**TO DO**
From the line containing "form (117, 100)." through the last line of the entries below, repeat each line word for word and leave out the rest.

**MATERIAL SHOWN**
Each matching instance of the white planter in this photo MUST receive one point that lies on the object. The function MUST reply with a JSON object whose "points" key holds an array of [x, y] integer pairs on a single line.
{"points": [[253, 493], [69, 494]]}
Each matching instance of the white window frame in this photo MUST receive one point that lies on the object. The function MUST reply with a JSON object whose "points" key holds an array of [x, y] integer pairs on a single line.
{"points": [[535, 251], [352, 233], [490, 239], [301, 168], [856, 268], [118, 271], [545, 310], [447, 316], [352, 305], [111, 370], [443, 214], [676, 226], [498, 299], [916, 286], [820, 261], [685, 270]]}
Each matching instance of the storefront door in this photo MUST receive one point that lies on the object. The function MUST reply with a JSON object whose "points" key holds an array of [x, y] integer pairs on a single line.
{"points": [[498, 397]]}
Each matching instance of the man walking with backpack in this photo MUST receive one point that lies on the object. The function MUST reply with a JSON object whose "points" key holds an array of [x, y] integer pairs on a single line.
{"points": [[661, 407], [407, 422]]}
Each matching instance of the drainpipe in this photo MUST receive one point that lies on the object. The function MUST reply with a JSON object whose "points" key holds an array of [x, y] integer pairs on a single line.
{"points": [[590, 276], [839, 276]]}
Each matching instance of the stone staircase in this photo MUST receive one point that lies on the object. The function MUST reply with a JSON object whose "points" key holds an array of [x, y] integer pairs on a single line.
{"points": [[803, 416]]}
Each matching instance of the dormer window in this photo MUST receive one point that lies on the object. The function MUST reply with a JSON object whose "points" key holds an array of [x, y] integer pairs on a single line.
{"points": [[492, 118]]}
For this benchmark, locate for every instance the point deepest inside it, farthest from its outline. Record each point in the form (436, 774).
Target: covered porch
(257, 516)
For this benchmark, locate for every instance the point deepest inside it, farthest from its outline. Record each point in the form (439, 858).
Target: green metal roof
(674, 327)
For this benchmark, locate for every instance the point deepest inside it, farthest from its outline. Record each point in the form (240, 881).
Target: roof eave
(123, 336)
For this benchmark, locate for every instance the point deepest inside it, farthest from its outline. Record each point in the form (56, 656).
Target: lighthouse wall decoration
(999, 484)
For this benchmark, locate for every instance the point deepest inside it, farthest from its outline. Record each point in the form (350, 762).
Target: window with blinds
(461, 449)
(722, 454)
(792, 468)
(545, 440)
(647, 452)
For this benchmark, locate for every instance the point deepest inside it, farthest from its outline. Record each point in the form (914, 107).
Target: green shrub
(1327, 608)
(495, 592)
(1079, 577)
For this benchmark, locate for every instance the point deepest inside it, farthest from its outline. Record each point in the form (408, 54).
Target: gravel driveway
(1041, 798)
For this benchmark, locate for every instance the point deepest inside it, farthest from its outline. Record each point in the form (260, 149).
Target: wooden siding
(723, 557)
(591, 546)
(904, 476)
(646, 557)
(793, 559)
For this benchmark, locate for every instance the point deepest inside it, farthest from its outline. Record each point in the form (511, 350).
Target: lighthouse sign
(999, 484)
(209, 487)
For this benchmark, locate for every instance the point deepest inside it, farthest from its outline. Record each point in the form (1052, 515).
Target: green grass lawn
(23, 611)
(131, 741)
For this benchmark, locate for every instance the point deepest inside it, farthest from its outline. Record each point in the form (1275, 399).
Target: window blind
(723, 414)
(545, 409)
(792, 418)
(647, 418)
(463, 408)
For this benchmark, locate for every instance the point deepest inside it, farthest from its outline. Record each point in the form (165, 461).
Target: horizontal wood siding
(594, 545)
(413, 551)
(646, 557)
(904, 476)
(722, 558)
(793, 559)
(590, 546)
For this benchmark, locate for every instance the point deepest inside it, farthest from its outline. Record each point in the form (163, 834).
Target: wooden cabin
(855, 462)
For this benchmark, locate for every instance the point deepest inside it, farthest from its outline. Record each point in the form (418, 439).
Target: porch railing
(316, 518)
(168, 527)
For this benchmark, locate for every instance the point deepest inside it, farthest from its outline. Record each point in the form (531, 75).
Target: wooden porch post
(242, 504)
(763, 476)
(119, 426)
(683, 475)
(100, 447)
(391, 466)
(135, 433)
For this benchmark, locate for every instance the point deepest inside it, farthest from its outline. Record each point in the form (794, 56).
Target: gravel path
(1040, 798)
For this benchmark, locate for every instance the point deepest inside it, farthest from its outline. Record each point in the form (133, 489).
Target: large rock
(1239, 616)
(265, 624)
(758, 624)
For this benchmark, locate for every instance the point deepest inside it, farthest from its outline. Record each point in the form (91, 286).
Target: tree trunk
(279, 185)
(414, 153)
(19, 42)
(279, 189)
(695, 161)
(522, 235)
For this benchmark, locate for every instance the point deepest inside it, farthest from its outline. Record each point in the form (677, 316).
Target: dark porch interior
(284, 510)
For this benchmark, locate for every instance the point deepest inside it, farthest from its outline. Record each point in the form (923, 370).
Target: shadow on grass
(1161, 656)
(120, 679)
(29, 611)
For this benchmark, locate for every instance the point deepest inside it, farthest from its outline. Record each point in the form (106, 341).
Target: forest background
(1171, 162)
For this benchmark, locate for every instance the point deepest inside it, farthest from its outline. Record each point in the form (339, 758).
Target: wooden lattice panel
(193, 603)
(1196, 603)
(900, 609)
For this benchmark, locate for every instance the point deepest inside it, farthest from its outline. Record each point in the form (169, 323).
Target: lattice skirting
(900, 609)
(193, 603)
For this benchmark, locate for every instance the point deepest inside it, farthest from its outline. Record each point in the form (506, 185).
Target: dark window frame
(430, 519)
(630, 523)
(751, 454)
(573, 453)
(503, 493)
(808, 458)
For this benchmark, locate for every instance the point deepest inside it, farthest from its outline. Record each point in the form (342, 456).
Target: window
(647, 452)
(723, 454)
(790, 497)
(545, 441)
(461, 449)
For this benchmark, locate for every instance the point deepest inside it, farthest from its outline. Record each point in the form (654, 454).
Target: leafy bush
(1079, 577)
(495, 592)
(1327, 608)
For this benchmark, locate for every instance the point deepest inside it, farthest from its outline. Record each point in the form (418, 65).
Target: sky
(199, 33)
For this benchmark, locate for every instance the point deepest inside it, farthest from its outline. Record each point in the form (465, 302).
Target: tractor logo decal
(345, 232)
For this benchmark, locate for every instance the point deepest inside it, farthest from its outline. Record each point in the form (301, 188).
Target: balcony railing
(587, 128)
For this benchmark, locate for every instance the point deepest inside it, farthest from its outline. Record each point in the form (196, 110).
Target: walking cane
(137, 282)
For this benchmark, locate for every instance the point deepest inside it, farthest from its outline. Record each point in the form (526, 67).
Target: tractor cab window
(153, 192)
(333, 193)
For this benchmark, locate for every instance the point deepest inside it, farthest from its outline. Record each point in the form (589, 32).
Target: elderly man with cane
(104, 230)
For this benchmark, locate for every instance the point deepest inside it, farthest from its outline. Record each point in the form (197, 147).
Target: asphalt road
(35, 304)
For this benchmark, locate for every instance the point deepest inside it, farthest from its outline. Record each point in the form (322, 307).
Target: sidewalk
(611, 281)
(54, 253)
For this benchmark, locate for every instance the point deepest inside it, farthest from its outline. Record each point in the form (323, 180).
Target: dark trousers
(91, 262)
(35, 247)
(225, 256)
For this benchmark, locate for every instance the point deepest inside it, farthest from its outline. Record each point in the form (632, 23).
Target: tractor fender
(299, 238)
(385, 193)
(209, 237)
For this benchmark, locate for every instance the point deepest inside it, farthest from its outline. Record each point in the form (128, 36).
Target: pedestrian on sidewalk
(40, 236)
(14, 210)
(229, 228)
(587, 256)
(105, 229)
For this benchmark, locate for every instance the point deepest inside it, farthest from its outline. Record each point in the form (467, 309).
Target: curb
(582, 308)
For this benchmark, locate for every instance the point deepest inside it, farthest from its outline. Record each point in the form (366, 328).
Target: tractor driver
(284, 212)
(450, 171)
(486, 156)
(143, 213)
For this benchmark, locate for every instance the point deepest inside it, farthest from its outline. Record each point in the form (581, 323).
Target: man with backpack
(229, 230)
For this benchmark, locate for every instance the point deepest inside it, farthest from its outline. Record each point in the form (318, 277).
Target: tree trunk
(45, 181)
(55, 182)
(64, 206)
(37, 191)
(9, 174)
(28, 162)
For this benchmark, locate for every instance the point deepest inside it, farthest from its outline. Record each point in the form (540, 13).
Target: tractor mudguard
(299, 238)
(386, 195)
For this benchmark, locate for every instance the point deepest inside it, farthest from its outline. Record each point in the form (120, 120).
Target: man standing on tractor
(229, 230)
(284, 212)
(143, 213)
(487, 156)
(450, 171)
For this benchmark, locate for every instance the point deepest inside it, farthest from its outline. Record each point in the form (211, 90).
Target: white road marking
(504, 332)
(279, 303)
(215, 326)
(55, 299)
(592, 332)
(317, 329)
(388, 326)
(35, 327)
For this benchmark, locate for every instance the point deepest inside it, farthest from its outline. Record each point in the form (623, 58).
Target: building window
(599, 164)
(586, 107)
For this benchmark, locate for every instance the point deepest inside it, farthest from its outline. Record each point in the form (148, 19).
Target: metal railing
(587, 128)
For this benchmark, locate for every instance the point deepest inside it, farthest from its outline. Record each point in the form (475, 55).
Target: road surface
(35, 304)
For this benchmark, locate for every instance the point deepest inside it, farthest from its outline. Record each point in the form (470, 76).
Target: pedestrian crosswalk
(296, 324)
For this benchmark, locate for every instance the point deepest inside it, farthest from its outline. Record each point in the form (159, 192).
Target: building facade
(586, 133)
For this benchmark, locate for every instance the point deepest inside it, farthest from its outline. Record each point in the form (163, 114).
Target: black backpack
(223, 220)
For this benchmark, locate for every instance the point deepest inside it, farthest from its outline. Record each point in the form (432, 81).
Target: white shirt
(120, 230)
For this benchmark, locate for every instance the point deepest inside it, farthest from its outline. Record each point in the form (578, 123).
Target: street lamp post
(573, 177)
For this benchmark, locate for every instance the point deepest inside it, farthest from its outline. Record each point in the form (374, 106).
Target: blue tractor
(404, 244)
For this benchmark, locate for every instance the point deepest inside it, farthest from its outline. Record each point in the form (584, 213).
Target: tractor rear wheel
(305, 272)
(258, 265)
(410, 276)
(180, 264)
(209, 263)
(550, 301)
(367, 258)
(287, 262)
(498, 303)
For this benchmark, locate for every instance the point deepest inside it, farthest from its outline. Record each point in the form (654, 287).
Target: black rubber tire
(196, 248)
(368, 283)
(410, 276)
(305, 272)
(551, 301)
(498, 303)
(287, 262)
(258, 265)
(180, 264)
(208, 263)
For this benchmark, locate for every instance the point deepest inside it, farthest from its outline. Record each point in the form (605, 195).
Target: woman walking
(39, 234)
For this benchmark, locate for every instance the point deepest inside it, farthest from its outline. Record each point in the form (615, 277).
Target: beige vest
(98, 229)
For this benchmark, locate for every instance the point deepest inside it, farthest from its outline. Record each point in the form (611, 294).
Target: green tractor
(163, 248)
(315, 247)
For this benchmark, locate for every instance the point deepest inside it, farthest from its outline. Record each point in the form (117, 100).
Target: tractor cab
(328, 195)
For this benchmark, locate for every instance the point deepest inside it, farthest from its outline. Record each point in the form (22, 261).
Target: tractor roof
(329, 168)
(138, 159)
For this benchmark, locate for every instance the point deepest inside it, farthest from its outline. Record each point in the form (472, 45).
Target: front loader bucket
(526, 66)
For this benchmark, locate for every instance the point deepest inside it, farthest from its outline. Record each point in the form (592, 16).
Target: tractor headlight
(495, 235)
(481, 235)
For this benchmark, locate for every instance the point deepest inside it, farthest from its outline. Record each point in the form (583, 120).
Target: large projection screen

**ANSWER TO THIS PROBLEM**
For this benchmark, locate for every instance the point deepest inside it, farthest from its outline. Record each point in the form (117, 100).
Target: tractor cab
(328, 195)
For this benchmark, locate for every instance the point deepest inside it, farthest from its outline. Record each point in the form (22, 261).
Target: tractor roof
(329, 168)
(138, 159)
For this benchmark, locate for every instance the point deepest inside it, farthest from its outline. Record each point in the form (472, 45).
Target: front loader bucket
(526, 66)
For this benchmark, locate for every instance the point deepest inside it, farthest from its outline. Record each point in the form (592, 16).
Target: tractor headlight
(495, 235)
(481, 235)
For this benchmark, locate for every instance the point deepest inside it, farthest from its outline. Record each point in the form (583, 120).
Target: large projection screen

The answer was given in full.